==== Trecho de origem

Para ele, é muito importante a elaboração deste estudo para o desenvolvimento economicamente sustentável do ecossistema do Rio Jacuí, especificamente quanto à atividade de mineração de areia. “A magnitude e relevância desse corpo d’água, cujos fundos minerais despertam o interesse econômico das empresas rés e necessariamente envolvem a ré ANM, forma complexo e extenso ecossistema, cujas alterações têm potencial de afetar humanos diretamente e o equilíbrio ambiental em extensíssima área”.
Responsabilidade em matéria ambiental
Neste processo, a autora afirmou que as três mineradoras licenciadas para atuar no rio Jacuí estariam exercendo suas atividades em desacordo com os parâmetros estabelecidos em lei e, como resultado, causando devastação ambiental com descaracterização do perfil do rio e graves prejuízos à fauna, à flora e à vida humana. Destacou o aprofundamento do Jacuí, mesmo junto às margens, solapamento das margens, destruição da mata ciliar nativa, agressão ao ecossistema das ilhas, além de prejuízo ao patrimônio cultural, turístico, histórico e paisagístico.
As empresas rés alegaram agirem de acordo com a legislação, detendo licença ambiental, e argumentaram sobre fatores diversos que também poderiam causar a degradação ambiental. Diante destas argumentações e das provas apresentadas nos autos, o juiz entendeu que “é evidente que a mineração de areia, dada a característica de remoção física do substrato componente do fundo do Rio Jacuí ao ponto de causar modificação na geometria de sua calha, é claramente uma atividade que causa impactos ambientais associados à erosão de taludes, desaparecimento de praias e aprofundamento geral”.
“Não se pode admitir uma retórica sustentadora de que cada um dos causadores concorrentes de um dano ambiental se evada de assumir a sua responsabilidade pela reparação do dano que causou ao argumento de que há outros poluidores. Eventual co-responsabilidade não autoriza a isenção de responsabilidade, sob pena de fomentar a impunidade, tendo por consequência imputar à coletividade externalidades ambientais negativas, geradas por alguns agentes privados que delas se beneficiam”.
Entretanto, as alegações da autora da ação foram genéricas e não permitiram identificar objetivamente que fato efetivamente danoso (excesso de mineração e suas consequências) é imputado a cada uma das empresas. “Além disso, a demandante se furtou ao dever de comprovação de que os danos foram causados pelas rés apontadas, afora o fato incontroverso no processo de que outros agentes também exercem a atividade de extração de areia no Rio Jacuí, inclusive de forma clandestina”, sublinhou o magistrado.
Segundo De Nardi, o Judiciário não pode se transformar em órgão investigador de irregularidades genéricas, especialmente quando há estrutura administrativa encarregada dos atos de polícia. “Neste caso os órgãos de proteção ambiental (a ré Fepam) e de controle da atividade de mineração (a ré ANM) foram flagrados em omissão de fiscalizar, ao tempo do ajuizamento da demanda. Esse serviço público foi consideravelmente aperfeiçoado, notadamente por parte da Fepam, que passou a exigir proteção ambiental muito mais rigorosa e efetiva das demais rés, especialmente no que se refere ao licenciamento ambiental. Também a atividade de fiscalização ambiental imediata foi aperfeiçoada, resultando em uma sequência de apontamentos de violações”.

========
==== Dados armazenados

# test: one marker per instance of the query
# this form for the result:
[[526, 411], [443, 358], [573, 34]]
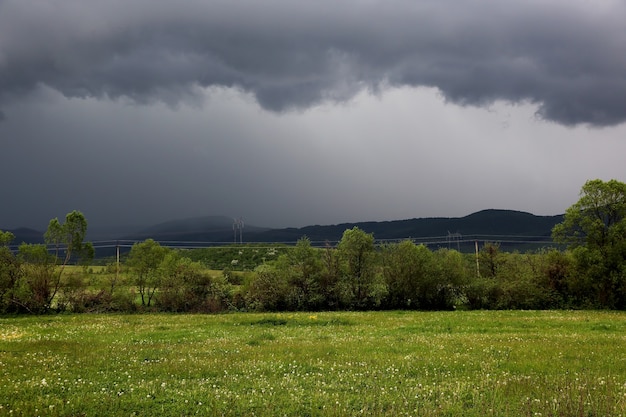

========

» **Ações necessárias**
1. Traduza para o inglês a seguinte frase do trecho de origem: "Entretanto, as alegações da autora da ação foram genéricas e não permitiram identificar objetivamente que fato efetivamente danoso (excesso de mineração e suas consequências) é imputado a cada uma das empresas."
2. Com base no trecho de origem, explique em uma a três frases por que a eventual corresponsabilidade de outros poluidores não autoriza a isenção de responsabilidade.
3. Reescreva em forma de lista o parágrafo do trecho de origem que começa com "Neste processo, a autora afirmou", mantendo seus fatos principais.

» **Respostas em ordem**
1. However, the plaintiff's allegations were generic and did not make it possible to objectively identify which actually harmful act (excess mining and its consequences) is attributed to each of the companies.

2. Isentar cada causador do dano com o argumento de que há outros poluidores fomentaria a impunidade. Como consequência, a coletividade arcaria com externalidades ambientais negativas geradas por agentes privados que se beneficiam delas.

3.
Segundo a autora:
- As três mineradoras licenciadas para atuar no rio Jacuí estariam exercendo suas atividades em desacordo com os parâmetros legais.
- Isso estaria causando devastação ambiental, descaracterização do perfil do rio e graves prejuízos à fauna, à flora e à vida humana.
- Entre os danos destacados estão:
  - aprofundamento do rio, inclusive junto às margens;
  - solapamento das margens;
  - destruição da mata ciliar nativa;
  - agressão ao ecossistema das ilhas;
  - prejuízo ao patrimônio cultural, turístico, histórico e paisagístico.